Patriotyczna pielgrzymka
Treść
- Dzieci z Białorusi tak bardzo chcą odwiedzić miejsca kultu, że rezygnują z innych form rozrywki, które moglibyśmy im zaoferować - mówi Jan Kuk, przewodniczący miejskiego koła Małopolskiego Ruchu Samorządowego Ziemi Gorlickiej, który pomaga w organizacji pobytu w regionie 30-osobowej grupy białoruskich uczniów.
To dzieci, które przystąpiły w tym roku do pierwszej komunii świętej. Ich dziadkowie z pochodzenia są Polakami, więc dużo opowiadali im o Jasnej Górze, Kalwarii Zebrzydowskiej, czy "papieskim" mieście - Wadowicach.
- Przed dwoma laty na ziemi gorlickiej przebywały dwie 30-osobowe grupy dzieci z miejscowości Lachowicze na Białorusi - przypomina Jan Kuk. - W programie ich pobytu umieściliśmy wtedy m.in. wizytę w Rabkolandzie i ogrodzie zoologicznym, ale nasi goście zrezygnowali wówczas z tych atrakcji na rzecz wycieczek do Częstochowy i Kalwarii Zebrzydowskiej.

Zawartość zbioru danych:
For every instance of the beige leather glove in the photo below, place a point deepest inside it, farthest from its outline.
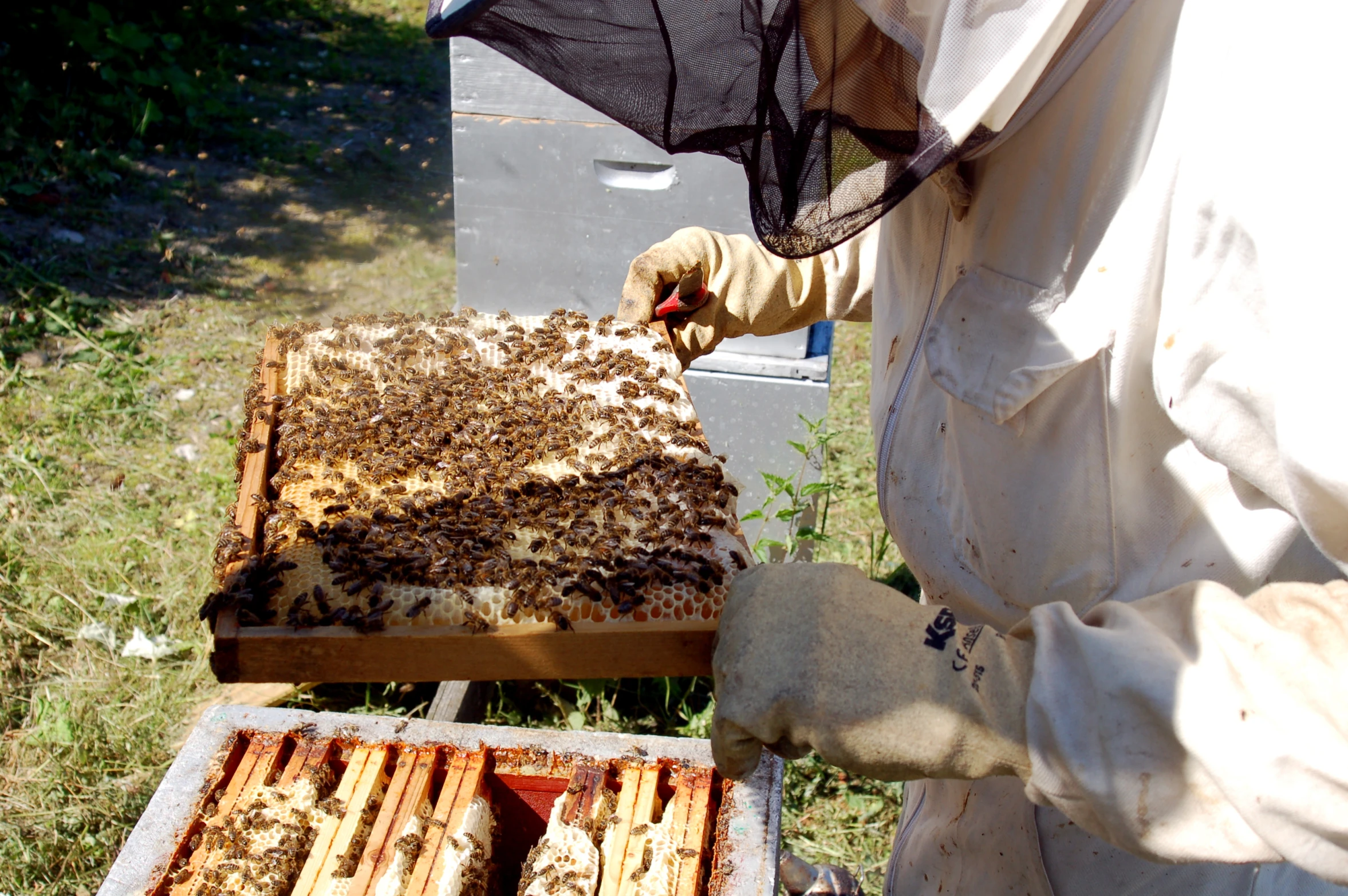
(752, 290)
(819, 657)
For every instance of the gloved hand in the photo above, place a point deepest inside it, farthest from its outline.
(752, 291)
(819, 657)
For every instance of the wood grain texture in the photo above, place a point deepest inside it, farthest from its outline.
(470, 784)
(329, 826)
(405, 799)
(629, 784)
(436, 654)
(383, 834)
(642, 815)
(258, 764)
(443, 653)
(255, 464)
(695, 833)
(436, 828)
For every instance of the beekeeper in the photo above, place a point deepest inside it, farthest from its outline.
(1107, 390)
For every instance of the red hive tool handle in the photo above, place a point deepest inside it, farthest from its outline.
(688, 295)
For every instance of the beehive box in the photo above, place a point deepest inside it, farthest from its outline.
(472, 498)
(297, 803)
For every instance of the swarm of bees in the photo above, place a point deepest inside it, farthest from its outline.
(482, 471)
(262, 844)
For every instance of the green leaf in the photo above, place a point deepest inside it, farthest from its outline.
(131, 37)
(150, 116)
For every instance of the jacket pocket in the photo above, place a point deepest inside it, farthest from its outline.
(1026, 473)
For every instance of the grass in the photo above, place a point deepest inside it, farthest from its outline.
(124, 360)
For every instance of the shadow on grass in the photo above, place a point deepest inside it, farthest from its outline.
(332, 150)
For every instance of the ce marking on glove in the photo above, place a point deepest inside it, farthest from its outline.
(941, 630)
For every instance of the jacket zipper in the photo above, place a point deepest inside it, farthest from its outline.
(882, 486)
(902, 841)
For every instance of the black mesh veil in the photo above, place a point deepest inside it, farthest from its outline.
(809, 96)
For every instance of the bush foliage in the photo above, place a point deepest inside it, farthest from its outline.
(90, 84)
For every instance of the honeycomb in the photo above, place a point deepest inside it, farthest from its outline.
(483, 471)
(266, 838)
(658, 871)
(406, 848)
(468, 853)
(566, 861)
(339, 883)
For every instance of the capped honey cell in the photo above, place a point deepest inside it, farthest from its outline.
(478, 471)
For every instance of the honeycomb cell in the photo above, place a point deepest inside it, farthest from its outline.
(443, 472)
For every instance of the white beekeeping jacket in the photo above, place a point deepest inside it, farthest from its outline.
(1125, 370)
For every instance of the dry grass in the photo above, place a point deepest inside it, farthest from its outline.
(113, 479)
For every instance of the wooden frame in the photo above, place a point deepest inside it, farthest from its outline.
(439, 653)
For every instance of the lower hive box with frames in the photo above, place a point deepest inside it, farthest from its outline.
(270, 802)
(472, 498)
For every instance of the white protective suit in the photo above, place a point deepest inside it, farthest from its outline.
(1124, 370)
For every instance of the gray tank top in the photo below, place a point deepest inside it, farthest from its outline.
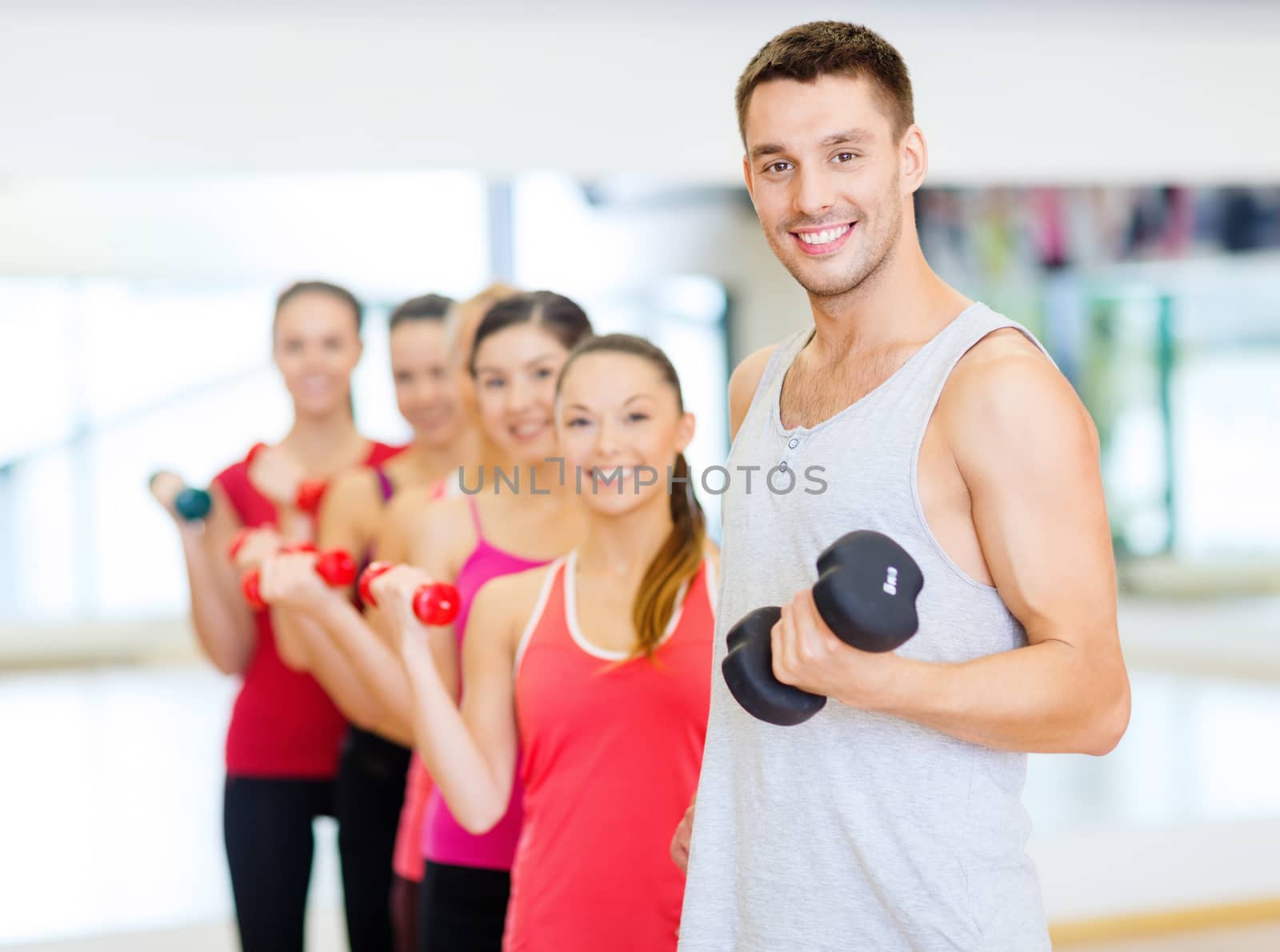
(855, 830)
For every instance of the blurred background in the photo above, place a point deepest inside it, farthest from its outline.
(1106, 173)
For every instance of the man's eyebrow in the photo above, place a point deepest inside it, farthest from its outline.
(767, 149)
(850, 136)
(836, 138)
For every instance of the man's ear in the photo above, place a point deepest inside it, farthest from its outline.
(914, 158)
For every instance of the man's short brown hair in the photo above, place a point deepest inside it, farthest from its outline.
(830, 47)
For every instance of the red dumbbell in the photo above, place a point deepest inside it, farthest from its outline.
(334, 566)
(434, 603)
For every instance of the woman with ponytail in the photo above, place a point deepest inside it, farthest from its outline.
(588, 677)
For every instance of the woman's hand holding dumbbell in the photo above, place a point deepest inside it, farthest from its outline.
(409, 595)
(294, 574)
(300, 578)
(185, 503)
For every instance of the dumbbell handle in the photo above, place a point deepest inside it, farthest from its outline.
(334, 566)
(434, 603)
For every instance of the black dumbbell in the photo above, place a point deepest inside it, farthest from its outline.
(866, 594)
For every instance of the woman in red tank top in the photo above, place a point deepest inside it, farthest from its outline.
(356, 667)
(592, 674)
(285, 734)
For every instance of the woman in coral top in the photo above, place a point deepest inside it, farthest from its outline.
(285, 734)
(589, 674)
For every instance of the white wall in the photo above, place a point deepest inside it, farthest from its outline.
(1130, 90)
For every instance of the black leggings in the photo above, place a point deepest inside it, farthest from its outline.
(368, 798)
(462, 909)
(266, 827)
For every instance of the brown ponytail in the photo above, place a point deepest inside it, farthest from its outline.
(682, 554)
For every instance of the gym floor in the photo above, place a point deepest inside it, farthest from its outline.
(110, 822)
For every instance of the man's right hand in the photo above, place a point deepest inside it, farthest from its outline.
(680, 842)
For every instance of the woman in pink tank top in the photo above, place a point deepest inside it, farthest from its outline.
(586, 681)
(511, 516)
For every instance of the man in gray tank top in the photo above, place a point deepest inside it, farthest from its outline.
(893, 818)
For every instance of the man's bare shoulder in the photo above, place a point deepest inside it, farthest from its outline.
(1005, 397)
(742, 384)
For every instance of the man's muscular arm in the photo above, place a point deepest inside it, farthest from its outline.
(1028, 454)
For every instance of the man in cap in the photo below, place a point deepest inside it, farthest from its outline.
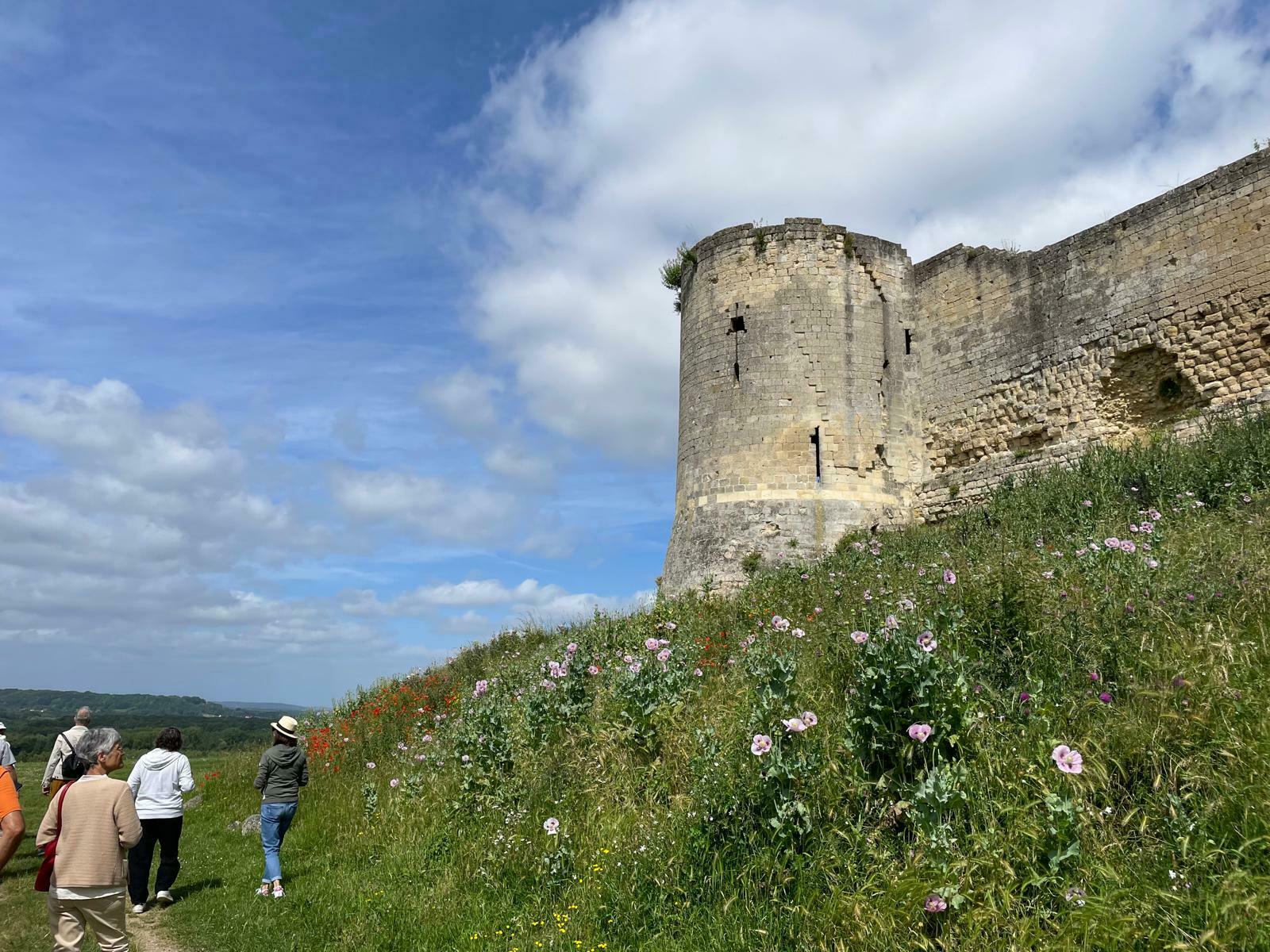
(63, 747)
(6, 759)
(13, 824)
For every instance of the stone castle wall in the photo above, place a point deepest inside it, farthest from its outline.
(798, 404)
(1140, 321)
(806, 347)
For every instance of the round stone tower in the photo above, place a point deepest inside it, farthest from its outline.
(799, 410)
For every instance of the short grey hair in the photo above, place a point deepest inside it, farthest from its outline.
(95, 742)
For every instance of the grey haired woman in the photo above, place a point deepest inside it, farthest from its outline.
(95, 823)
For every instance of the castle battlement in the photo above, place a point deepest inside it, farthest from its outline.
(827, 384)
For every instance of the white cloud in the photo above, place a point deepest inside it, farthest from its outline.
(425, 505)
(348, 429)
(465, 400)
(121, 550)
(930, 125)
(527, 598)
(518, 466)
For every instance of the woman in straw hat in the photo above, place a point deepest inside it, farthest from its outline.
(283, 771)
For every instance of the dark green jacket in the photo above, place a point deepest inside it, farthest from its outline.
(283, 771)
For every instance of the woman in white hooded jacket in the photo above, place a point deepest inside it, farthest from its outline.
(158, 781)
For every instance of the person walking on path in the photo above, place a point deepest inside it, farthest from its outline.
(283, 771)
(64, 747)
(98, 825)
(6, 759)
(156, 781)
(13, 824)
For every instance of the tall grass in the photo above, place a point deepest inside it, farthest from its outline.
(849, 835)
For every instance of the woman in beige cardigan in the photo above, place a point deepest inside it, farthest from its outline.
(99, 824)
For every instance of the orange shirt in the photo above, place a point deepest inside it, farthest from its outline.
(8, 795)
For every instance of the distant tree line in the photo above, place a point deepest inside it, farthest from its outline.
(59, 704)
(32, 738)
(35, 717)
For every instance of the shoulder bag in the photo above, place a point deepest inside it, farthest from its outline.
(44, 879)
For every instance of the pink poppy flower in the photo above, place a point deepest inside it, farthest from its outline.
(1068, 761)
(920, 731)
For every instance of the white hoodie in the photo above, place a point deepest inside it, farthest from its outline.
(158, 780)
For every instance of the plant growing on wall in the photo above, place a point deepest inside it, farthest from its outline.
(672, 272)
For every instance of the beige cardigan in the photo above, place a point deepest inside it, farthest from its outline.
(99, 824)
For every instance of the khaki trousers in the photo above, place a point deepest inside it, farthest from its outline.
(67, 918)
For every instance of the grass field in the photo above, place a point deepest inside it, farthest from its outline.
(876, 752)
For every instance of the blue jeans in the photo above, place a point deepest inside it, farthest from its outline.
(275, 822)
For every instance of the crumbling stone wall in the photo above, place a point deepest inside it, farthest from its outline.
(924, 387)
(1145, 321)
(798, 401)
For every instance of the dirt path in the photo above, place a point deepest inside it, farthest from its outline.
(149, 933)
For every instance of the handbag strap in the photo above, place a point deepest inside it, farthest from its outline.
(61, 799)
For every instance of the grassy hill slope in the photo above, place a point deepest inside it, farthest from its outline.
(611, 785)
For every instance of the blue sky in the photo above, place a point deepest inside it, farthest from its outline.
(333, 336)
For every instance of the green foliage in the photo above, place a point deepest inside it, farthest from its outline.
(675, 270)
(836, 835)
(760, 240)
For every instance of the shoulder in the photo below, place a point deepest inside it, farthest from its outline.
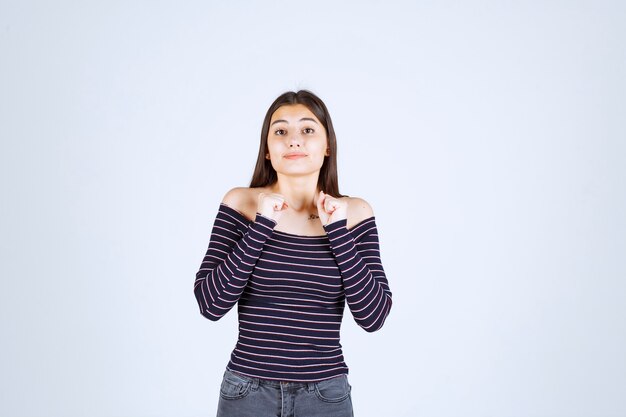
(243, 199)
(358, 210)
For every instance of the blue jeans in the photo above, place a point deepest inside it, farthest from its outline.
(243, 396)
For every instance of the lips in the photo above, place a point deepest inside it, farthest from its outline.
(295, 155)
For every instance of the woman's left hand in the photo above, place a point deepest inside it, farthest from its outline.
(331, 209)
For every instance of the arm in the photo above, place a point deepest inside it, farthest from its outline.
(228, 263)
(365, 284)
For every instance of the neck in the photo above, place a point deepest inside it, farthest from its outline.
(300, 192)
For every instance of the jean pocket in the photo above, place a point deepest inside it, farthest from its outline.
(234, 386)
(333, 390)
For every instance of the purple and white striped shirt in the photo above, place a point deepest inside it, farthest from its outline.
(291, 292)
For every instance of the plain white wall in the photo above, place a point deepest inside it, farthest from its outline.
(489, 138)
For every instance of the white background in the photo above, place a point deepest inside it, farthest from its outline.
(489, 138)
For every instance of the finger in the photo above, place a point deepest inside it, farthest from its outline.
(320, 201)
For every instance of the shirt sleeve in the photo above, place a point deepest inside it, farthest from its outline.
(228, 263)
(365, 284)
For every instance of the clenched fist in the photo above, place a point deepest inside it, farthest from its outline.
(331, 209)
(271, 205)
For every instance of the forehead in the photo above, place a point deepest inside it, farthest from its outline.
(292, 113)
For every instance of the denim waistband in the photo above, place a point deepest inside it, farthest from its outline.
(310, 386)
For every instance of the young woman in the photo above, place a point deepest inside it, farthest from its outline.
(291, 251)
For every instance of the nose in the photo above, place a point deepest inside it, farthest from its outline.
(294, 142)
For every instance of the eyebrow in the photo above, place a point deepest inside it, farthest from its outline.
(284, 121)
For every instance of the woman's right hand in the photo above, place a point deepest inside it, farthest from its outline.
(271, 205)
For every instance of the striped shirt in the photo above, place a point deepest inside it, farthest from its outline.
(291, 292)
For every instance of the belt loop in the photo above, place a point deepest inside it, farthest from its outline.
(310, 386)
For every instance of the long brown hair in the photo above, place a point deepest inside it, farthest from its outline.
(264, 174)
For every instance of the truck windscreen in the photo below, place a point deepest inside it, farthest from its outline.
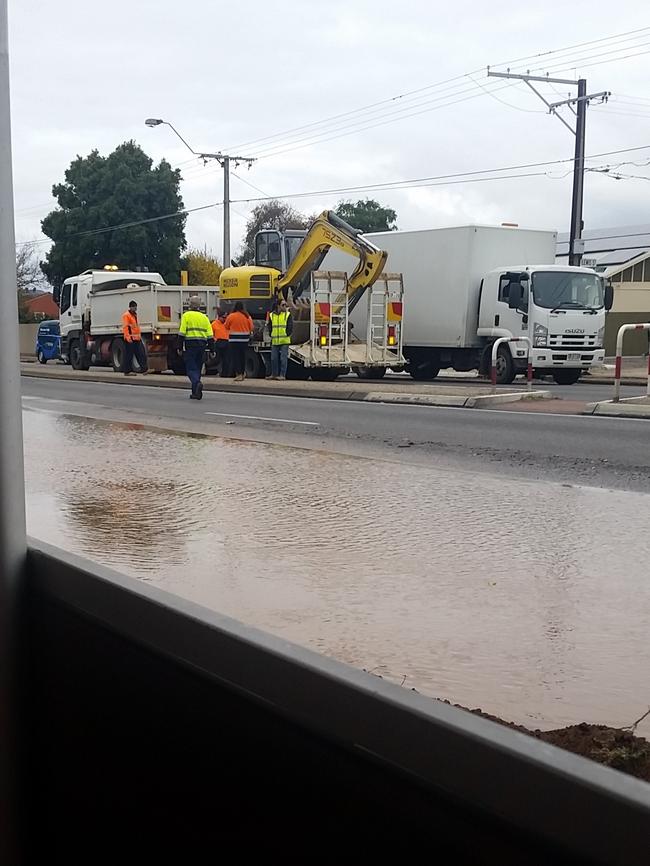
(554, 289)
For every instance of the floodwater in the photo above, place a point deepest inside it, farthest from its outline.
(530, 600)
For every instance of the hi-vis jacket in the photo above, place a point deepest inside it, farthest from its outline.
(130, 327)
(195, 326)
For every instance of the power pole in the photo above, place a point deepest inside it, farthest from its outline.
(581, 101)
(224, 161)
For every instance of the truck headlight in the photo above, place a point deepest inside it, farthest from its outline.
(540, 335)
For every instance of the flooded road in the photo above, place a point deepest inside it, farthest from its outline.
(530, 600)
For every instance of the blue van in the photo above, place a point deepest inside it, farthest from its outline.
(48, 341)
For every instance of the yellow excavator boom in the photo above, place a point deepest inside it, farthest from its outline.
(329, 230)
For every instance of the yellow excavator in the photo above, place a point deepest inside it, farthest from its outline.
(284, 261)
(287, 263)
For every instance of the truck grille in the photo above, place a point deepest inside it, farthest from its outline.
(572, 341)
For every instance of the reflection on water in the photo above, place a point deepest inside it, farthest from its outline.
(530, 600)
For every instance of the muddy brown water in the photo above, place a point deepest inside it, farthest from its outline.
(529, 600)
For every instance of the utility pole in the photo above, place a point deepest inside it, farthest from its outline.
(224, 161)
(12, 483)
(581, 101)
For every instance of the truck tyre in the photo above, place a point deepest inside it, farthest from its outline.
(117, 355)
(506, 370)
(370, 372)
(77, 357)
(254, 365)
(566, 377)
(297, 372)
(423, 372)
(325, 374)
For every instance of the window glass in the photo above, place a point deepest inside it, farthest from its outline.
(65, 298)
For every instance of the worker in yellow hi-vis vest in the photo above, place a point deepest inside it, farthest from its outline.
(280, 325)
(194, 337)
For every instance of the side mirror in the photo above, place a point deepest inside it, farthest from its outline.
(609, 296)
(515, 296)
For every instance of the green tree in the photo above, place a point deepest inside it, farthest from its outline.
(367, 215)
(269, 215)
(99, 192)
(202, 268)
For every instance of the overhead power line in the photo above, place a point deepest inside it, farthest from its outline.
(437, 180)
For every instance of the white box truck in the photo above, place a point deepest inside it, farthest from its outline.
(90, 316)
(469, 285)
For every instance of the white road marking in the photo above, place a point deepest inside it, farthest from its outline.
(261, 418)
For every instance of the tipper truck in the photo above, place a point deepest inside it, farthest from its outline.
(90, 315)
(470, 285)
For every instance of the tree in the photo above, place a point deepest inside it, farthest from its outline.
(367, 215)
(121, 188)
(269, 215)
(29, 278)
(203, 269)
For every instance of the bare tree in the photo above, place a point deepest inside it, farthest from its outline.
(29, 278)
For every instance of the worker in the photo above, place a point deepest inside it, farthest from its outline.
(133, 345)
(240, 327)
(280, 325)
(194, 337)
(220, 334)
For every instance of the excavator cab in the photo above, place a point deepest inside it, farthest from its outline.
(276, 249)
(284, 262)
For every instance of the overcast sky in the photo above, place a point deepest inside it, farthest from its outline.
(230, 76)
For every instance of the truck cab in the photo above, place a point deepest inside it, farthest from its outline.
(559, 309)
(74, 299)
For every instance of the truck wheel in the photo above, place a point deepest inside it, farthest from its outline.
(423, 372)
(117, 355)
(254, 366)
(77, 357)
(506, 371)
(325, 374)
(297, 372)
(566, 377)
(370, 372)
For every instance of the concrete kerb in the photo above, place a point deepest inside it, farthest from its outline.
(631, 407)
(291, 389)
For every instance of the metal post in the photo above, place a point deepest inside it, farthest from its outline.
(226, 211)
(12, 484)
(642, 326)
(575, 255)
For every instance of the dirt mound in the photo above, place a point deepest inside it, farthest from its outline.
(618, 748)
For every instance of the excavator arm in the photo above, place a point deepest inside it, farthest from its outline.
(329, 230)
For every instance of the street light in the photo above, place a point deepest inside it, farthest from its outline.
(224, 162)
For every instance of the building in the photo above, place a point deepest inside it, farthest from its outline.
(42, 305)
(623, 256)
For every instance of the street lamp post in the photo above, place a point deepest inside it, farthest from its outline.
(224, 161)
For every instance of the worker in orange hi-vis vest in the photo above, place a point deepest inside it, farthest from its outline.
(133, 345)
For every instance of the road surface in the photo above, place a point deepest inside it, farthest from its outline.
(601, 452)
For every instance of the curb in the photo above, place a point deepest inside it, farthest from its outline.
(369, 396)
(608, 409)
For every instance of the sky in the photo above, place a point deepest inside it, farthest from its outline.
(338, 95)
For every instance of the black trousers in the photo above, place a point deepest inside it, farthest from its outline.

Wymagania zadania:
Przepisz wiernie fragment tekstu o pielgrzymce, zaczynając od słów „- Przed dwoma” i ciągnąc aż do słów „i Kalwarii Zebrzydowskiej.”. Materiał pochodzi z innego źródła niż tekst o pielgrzymce.

Wynik poniżej:
- Przed dwoma laty na ziemi gorlickiej przebywały dwie 30-osobowe grupy dzieci z miejscowości Lachowicze na Białorusi - przypomina Jan Kuk. - W programie ich pobytu umieściliśmy wtedy m.in. wizytę w Rabkolandzie i ogrodzie zoologicznym, ale nasi goście zrezygnowali wówczas z tych atrakcji na rzecz wycieczek do Częstochowy i Kalwarii Zebrzydowskiej.